KUTIPAN:

------------

Pengelolaan dokumentasi dan arsip secara baik juga memberikan akses bagi masyarakat sipil untuk mengelola kerja kampanye dan advokasi berbasis bukti dengan temuan fakta yang akurat dan dapat dipertanggungjawabkan. Berbagai inisiatif pengungkapan kebenaran juga dapat berjalan di atas landasan yang kuat dan otentik, dengan sumber informasi yang dapat diakses publik, serta sejalan dengan klausul pembukaan UUD 1945 dan UU No. 39 tentang penghormatan terhadap HAM. Dengan bukti yang kuat dan fakta yang otentik, masyarakat sipil juga dapat secara aktif mendesak negara untuk mengungkapkan kebenaran secara formal dan menyediakan skema restorasi hak korban yang berkeadilan. Oleh karena itu, upaya pendokumentasian dan pengarsipan peristiwa kekerasan massal 1965 ini adalah pekerjaan penting dengan agenda yang kompleks, sehingga memerlukan sinergi dan kolaborasi dengan berbagai pihak yang berkepentingan.
Merawat Memori Kolektif 1965 Melalui Kerja Pendokumentasian dan Pengarsipan
Kerja-kerja pendokumentasian dan pengarsipan peristiwa kekerasan massal 1965 sudah banyak dilakukan melalui inisiatif-inisiatif publik dengan tujuan yang solid; merawat ingatan secara kolektif atas sejarah kelam Indonesia tersebut. Namun, inisiatif tersebut sering kali dilakukan secara terpisah-pisah dengan risiko yang cukup besar terkait keamanan data dan keberlanjutannya. Indonesia Trauma Testimony Project (ITTP) berusaha mengisi ceruk tersebut dengan menginisiasi mekanisme pendokumentasian dan pengarsipan secara kolektif—bersama-sama dengan komunitas korban, penyintas, saksi, dan organisasi masyarakat sipil yang terlibat langsung dalam kerja-kerja pengorganisiran komunitas korban dan advokasi pelanggaran HAM masa lalu.
“Yang dilakukan ITTP ini sama dengan pemulung sampah—kami mengumpulkan dan menyimpan ingatan dan pengetahuan yang tidak dipikirkan orang seharusnya disimpan. Banyak arsip terkait perisitiwa 1965 yang hilang, dimusnahkan setelah pelaku sejarahnya meninggal. Keluarga sering kali tidak mau menyimpan arsip-arsip tersebut karena trauma yang mendalam.”, ujar Sri Lestari Wahyuningrum, salah satu inisiator ITTP.

------------

BAHAN YANG DIBERIKAN:

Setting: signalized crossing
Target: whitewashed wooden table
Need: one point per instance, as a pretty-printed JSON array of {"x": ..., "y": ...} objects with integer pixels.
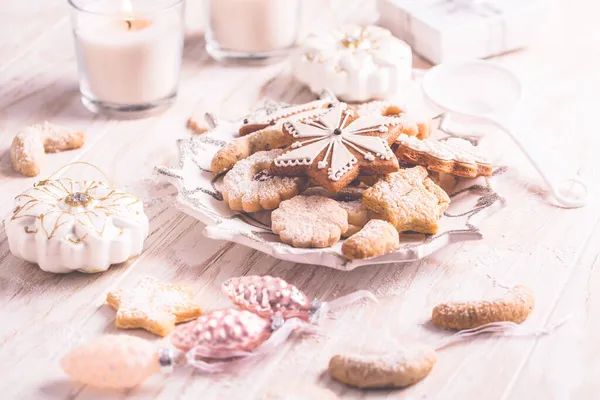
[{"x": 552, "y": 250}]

------------

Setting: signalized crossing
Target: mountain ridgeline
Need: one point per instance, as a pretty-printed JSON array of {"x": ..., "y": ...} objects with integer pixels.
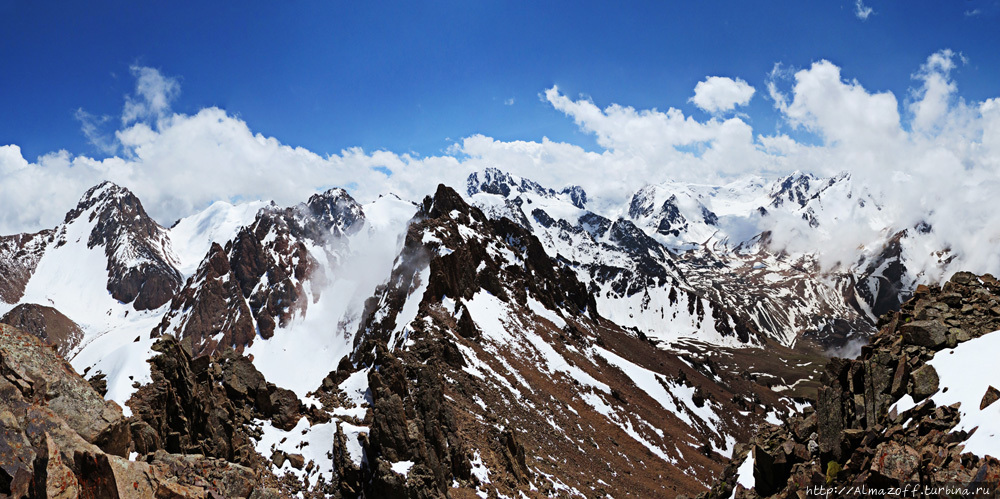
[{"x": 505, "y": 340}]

------------

DAFTAR TUGAS:
**a.** Jawablah pertanyaan-pertanyaan berikut berdasarkan kutipan.
(i) Apa kepanjangan dari ITTP?
(ii) Bagaimana inisiatif publik pendokumentasian peristiwa 1965 sering kali dilakukan?
(iii) Dengan apa Sri Lestari Wahyuningrum menyamakan pekerjaan ITTP?
**b.** Sebutkan semua pihak yang menurut kutipan dilibatkan ITTP dalam mekanisme pendokumentasian dan pengarsipan secara kolektif.
**c.** Jelaskan berdasarkan kutipan mengapa keluarga sering kali tidak mau menyimpan arsip terkait peristiwa 1965.

JAWABAN:
**a.**
(i) Indonesia Trauma Testimony Project.
(ii) Secara terpisah-pisah.
(iii) Dengan pemulung sampah.

**b.** Komunitas korban, penyintas, saksi, dan organisasi masyarakat sipil yang terlibat langsung dalam pengorganisiran komunitas korban dan advokasi pelanggaran HAM masa lalu.

**c.** Keluarga sering kali tidak mau menyimpan arsip-arsip tersebut karena trauma yang mendalam.